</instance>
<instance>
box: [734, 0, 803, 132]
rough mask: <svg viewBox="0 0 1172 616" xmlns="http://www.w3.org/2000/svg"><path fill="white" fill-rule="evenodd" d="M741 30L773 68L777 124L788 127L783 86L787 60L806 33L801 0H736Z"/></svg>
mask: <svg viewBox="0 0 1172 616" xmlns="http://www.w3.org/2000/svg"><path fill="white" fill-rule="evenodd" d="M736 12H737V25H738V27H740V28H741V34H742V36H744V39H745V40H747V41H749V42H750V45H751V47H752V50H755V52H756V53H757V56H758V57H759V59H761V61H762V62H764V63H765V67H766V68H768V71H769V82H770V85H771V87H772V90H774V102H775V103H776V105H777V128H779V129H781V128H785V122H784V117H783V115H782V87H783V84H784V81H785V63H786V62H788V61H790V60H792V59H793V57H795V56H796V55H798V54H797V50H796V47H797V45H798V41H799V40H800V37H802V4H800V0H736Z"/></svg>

* * * * * * * * *

**THE TASK**
Return the listing verbatim.

**WRITTEN RESPONSE**
</instance>
<instance>
box: [734, 0, 803, 132]
rough mask: <svg viewBox="0 0 1172 616" xmlns="http://www.w3.org/2000/svg"><path fill="white" fill-rule="evenodd" d="M741 30L773 68L777 124L788 127L783 86L787 60L806 33L801 0H736Z"/></svg>
mask: <svg viewBox="0 0 1172 616" xmlns="http://www.w3.org/2000/svg"><path fill="white" fill-rule="evenodd" d="M736 12H737V25H738V27H740V28H741V34H742V36H744V39H745V40H747V41H749V42H750V45H751V47H752V50H755V52H756V53H757V56H758V57H759V59H761V61H762V62H764V63H765V67H766V68H768V71H769V82H770V85H771V87H772V90H774V102H775V103H776V105H777V128H779V129H781V128H785V122H784V117H783V115H782V87H783V84H784V81H785V63H786V62H788V61H790V60H792V59H793V57H795V56H796V55H798V54H797V50H796V47H797V45H798V41H799V40H800V37H802V4H800V0H736Z"/></svg>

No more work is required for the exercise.